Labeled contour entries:
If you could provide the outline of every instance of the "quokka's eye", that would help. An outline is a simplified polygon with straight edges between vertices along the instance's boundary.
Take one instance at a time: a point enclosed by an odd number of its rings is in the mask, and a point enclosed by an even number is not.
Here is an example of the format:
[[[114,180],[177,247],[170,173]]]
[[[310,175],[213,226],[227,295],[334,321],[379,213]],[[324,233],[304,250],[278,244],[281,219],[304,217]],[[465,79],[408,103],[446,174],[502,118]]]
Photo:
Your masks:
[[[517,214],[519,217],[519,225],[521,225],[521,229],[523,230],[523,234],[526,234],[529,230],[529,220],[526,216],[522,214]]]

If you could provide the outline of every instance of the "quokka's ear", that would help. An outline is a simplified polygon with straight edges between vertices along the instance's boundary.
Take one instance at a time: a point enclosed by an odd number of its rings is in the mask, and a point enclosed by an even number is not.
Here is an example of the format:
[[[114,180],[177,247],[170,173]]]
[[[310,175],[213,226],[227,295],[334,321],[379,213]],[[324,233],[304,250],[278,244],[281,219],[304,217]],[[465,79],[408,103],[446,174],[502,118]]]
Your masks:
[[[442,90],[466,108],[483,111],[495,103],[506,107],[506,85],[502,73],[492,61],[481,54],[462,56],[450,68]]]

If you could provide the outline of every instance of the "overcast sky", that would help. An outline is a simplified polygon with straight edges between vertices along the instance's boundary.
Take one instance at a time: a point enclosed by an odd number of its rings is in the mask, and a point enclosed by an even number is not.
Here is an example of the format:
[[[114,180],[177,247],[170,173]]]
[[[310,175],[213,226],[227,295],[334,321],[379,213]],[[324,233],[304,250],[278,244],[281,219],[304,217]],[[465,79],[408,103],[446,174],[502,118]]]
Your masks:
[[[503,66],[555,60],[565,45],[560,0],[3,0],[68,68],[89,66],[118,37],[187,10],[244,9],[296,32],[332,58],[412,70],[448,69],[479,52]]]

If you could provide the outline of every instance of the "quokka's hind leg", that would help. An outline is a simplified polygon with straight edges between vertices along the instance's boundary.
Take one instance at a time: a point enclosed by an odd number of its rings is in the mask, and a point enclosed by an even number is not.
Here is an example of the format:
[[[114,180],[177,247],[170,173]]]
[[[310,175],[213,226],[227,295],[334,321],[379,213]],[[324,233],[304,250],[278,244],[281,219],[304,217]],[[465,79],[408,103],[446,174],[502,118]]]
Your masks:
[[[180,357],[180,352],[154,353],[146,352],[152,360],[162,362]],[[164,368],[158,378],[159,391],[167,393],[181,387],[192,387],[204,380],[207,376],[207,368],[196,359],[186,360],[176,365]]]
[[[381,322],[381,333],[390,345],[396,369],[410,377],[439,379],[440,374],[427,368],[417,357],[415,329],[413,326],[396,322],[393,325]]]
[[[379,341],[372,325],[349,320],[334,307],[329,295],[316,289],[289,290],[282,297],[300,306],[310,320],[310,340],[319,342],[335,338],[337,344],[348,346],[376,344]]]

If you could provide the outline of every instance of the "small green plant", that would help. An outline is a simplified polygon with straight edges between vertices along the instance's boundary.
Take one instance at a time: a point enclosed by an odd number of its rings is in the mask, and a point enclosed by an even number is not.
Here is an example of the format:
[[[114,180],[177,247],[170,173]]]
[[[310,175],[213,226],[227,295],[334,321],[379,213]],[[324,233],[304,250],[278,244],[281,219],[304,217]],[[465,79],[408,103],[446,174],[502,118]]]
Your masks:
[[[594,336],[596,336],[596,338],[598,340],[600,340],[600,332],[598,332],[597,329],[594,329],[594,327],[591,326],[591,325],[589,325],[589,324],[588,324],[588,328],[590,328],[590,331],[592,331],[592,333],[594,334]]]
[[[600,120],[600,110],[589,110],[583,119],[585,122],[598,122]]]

Objective » From the preceding material, extract every line exactly.

Response »
If you could provide the outline of every instance of the "quokka's eye", that would help. An outline is a simplified polygon with straight edges between vertices along the instance's boundary.
Take one instance at a time: a point enclosed by an odd number of its rings is in the mask, and a point enclosed by an even number is not.
Here is an example of the format:
[[[114,180],[177,247],[170,173]]]
[[[310,175],[213,226],[227,295],[334,321],[379,213]],[[324,233],[304,250],[278,244],[281,219],[304,217]],[[465,79],[408,103],[446,174],[502,118]]]
Photo:
Your masks:
[[[517,214],[519,217],[519,225],[521,225],[521,229],[523,230],[523,234],[526,234],[529,230],[529,220],[526,216],[522,214]]]

If you could provide the outline of every instance of the "quokka's ear", that would help. An outline is a simplified polygon with straight edges between vertices along the instance's boundary.
Take one instance at a time: a point enclosed by an odd number of its rings is in the mask, and a point enclosed by an even number is not.
Here is an example of the format:
[[[114,180],[177,247],[170,173]]]
[[[310,175],[213,226],[227,295],[334,321],[379,213]],[[324,233],[304,250],[278,244],[281,219],[304,217]],[[465,79],[408,103],[446,174],[502,118]]]
Your masks:
[[[442,90],[466,108],[483,111],[495,103],[506,107],[506,85],[502,73],[492,61],[481,54],[462,56],[450,68]]]

If you could provide the outline of every instance of the "overcast sky", that would help. An outline is a simplified polygon with straight edges between vertices along the instance's boundary.
Take one instance at a time: a point enclosed by an odd number of its rings is in the mask, and a point enclosed by an even number is not.
Here is an example of the format:
[[[114,180],[177,247],[170,173]]]
[[[310,175],[213,226],[227,295],[334,321],[379,213]],[[324,233],[304,250],[278,244],[281,219],[304,217]],[[465,79],[408,103],[446,174],[502,118]]]
Your masks:
[[[503,66],[555,60],[565,45],[560,0],[3,0],[68,68],[89,66],[118,37],[187,10],[244,9],[296,32],[332,58],[412,70],[448,69],[479,52]]]

If you could provide the outline of every instance of the "quokka's hind leg", that would help. An outline is a simplified polygon with straight edges between vertices along the instance's boundary.
Take one instance at a time: a point enclosed by an odd number of its rings is in the mask, and a point enclosed by an even number is not.
Here is an example of the format:
[[[114,180],[177,247],[170,173]]]
[[[310,175],[213,226],[227,295],[334,321],[379,213]],[[324,233],[304,250],[278,244],[281,219],[304,217]],[[465,79],[408,103],[446,174],[502,118]]]
Your masks:
[[[180,357],[180,352],[154,353],[146,352],[152,360],[162,362]],[[164,368],[158,378],[159,391],[167,393],[181,387],[192,387],[204,380],[207,376],[207,368],[196,359],[186,360],[176,365]]]
[[[381,322],[381,333],[390,345],[396,369],[410,377],[439,379],[440,374],[427,368],[417,357],[415,329],[413,326],[396,322],[393,325]]]
[[[379,341],[372,325],[349,320],[334,307],[329,295],[316,289],[289,290],[282,297],[300,306],[310,320],[310,340],[319,342],[335,338],[337,344],[348,346],[376,344]]]

If you could provide the outline of every instance of the "small green plant", that would help. An outline is a simplified polygon with straight edges between vertices along the instance's boundary.
Take one instance at a time: a point enclosed by an odd number of its rings is in the mask, and a point enclosed by an even number is not.
Here is an example of the format:
[[[114,180],[177,247],[170,173]]]
[[[310,175],[213,226],[227,295],[334,321],[379,213]],[[324,233],[304,250],[278,244],[281,219],[304,217]],[[465,79],[408,103],[446,174],[502,118]]]
Your masks:
[[[594,336],[596,336],[596,338],[598,340],[600,340],[600,332],[598,332],[597,329],[594,329],[594,327],[591,326],[591,325],[589,325],[589,324],[588,324],[588,328],[590,328],[590,331],[592,331],[592,333],[594,334]]]
[[[600,120],[600,110],[589,110],[583,119],[585,122],[598,122]]]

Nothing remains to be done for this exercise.